TEXTAUSZUG:
┄┄┄┄┄┄
Die Welt des Rentners Harry Brown (Michael Caine) wird erschüttert, als seine geliebte Frau nach schwerer Krankheit stirbt. Freund Leonard (David Bradley) verbleibt als letzte Stütze, und Sids Bar (Sid: Liam Cunningham) als Zufluchtsstätte vor den chaotischen Zuständen, die die Nachbarschaft beherrschen.

Denn Harry und sein alter Kumpan leben in einem Problemviertel Londons, wo jugendliche Gangs Anarchie säen und regen Drogenhandel betreiben. Leonard - von den unberechenbaren Burschen terrorisiert, um sein Leben fürchtend und selbst bereit, Gewalt mit Gewalt zu begegnen - wendet sich hilfesuchend an den trauernden Harry. Doch der dekorierte Ex-Marine scheut den Konflikt und verweist seinen Freund an die Polizei. Wenig später wird Leonard von Jugendlichen angegriffen und ermordet. Harry ist nun endgültig allein - und bereit, zu handeln.

 

Der von Regisseur Daniel Barber beschriebene soziale Brennpunkt inmitten Englands Hauptstadt mutet fast schon apokalyptisch an. Hier ziehen Polizeikräfte gegen Junkies und Kleinkriminelle der untersten Gesellschaftsebene in einen Krieg, der auf den düsteren Straßen Londons tobt, wo verwahrloste Jugendliche gegen jeden und alles aufbegehren.

Es sind Bilder wie aus einem Horrorfilm: Als häßliche Fratze menschlicher Zivilisation ziehen die - zumeist jugendlichen - Antagonisten mordend und brandschatzend durch die dunkelsten Gassen Londons ... bis sie auf einen unerwarteten Gegner treffen.
┄┄┄┄┄┄
ZEILENAUSZÜGE:
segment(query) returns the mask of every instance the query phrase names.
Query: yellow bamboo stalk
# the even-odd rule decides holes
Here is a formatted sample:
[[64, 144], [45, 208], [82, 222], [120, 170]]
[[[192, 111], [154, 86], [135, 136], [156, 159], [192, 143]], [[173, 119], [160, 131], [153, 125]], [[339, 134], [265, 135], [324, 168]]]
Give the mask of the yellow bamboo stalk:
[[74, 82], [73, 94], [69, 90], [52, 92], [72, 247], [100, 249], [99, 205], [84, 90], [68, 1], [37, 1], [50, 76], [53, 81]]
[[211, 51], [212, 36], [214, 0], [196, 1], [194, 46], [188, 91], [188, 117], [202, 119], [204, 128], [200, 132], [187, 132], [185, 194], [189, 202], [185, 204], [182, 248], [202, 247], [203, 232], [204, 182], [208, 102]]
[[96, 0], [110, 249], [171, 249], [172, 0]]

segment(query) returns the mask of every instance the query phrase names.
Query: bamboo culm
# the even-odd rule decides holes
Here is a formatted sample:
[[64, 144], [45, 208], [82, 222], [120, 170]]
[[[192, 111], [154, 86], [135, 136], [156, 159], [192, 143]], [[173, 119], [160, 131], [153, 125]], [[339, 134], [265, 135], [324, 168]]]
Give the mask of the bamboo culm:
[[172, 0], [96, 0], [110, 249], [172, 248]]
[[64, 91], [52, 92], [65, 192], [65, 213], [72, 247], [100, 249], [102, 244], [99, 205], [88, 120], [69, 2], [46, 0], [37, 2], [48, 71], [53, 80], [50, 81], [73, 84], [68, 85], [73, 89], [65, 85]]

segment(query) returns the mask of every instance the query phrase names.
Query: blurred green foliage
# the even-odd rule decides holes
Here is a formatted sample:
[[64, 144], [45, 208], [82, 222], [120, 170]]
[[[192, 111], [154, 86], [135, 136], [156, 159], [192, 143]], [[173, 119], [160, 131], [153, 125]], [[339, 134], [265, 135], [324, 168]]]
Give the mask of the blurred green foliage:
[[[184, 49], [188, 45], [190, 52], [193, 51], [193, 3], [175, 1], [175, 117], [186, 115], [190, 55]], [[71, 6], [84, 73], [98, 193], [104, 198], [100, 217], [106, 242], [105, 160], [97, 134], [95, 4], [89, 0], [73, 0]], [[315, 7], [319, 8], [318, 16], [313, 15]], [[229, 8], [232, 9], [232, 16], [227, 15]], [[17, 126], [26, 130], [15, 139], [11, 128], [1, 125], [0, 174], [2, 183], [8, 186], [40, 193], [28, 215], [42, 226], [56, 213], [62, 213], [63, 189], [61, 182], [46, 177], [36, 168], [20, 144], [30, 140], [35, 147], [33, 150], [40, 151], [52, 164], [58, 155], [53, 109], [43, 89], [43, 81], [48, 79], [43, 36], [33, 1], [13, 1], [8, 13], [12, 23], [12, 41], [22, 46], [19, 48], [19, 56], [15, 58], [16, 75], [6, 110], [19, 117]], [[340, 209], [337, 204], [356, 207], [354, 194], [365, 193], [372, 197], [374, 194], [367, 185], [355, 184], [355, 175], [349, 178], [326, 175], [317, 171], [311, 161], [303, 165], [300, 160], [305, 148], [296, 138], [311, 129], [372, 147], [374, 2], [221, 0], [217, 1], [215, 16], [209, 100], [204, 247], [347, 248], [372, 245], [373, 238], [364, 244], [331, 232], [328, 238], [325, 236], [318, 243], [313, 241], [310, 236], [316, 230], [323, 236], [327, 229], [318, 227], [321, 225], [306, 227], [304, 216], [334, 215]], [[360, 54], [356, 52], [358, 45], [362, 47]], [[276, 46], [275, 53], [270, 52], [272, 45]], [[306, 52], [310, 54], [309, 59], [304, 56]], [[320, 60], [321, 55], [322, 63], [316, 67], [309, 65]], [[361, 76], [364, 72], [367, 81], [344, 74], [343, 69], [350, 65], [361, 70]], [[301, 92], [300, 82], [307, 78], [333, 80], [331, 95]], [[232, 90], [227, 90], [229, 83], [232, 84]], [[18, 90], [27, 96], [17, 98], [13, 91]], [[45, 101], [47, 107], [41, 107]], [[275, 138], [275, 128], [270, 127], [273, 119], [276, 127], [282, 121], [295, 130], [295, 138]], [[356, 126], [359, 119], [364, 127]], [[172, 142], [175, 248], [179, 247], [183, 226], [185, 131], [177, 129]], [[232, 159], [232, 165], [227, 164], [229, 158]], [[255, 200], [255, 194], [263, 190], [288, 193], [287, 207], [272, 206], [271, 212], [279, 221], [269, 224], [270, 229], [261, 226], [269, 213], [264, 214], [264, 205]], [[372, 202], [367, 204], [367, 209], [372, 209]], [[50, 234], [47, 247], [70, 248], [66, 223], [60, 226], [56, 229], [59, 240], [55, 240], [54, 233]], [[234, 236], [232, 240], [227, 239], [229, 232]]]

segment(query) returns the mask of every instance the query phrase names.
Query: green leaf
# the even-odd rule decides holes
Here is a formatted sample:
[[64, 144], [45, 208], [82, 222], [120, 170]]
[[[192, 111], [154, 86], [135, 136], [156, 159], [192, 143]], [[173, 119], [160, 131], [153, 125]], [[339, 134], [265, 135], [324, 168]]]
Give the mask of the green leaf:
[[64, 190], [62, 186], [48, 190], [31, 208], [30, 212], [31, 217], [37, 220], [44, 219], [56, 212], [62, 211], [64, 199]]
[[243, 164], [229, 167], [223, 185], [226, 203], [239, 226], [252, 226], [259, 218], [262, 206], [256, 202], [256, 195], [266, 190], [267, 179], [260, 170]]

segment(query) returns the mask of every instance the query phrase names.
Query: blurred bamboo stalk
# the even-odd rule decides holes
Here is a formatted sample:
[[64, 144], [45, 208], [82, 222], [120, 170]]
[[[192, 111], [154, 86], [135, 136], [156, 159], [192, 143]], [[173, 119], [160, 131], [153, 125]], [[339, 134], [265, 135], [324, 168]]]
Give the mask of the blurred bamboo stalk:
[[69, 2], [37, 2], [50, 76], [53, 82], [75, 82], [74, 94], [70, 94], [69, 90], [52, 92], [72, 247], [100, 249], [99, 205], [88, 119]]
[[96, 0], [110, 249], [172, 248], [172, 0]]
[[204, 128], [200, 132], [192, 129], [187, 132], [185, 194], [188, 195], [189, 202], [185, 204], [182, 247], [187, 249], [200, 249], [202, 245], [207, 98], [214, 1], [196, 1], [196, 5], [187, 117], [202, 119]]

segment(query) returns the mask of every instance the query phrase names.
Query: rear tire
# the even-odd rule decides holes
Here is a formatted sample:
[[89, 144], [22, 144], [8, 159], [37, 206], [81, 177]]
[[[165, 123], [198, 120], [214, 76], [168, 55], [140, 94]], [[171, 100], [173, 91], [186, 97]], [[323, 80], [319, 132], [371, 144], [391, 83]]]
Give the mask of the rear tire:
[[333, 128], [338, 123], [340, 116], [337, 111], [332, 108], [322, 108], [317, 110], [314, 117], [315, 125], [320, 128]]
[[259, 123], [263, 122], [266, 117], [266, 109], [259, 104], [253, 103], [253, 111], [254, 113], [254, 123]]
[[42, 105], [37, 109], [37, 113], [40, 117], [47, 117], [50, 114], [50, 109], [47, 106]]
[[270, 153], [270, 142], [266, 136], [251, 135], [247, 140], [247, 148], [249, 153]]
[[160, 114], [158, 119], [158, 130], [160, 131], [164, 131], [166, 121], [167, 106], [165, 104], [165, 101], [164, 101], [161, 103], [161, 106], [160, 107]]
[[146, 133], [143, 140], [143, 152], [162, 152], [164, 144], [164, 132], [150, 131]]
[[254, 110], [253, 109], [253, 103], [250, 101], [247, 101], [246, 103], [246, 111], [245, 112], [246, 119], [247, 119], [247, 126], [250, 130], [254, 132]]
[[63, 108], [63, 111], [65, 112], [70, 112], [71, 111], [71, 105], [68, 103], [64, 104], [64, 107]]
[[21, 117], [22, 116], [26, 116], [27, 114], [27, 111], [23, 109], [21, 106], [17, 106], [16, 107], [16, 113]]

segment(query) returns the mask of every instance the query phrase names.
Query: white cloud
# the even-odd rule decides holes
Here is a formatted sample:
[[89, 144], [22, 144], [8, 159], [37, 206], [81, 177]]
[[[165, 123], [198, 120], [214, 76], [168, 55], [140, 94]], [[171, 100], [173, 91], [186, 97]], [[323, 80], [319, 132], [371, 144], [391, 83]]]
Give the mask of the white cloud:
┄┄┄┄┄┄
ARBEITSAUFTRAG A: Weshalb ist Sids Bar laut der Filmbesprechung für Harry eine Zufluchtsstätte vor chaotischen Zuständen?
ARBEITSAUFTRAG B: Übernimm aus der Filmbesprechung wortgetreu den Teil, der mit den Worten „Die Welt des“ beginnt und mit „bereit, zu handeln.“ endet.

ANTWORT A: Harry und Leonard leben in einem Problemviertel Londons, in dem jugendliche Gangs Anarchie säen und regen Drogenhandel betreiben. Vor diesen chaotischen Zuständen in der Nachbarschaft bietet die Bar Zuflucht.

ANTWORT B:
Die Welt des Rentners Harry Brown (Michael Caine) wird erschüttert, als seine geliebte Frau nach schwerer Krankheit stirbt. Freund Leonard (David Bradley) verbleibt als letzte Stütze, und Sids Bar (Sid: Liam Cunningham) als Zufluchtsstätte vor den chaotischen Zuständen, die die Nachbarschaft beherrschen.

Denn Harry und sein alter Kumpan leben in einem Problemviertel Londons, wo jugendliche Gangs Anarchie säen und regen Drogenhandel betreiben. Leonard - von den unberechenbaren Burschen terrorisiert, um sein Leben fürchtend und selbst bereit, Gewalt mit Gewalt zu begegnen - wendet sich hilfesuchend an den trauernden Harry. Doch der dekorierte Ex-Marine scheut den Konflikt und verweist seinen Freund an die Polizei. Wenig später wird Leonard von Jugendlichen angegriffen und ermordet. Harry ist nun endgültig allein - und bereit, zu handeln.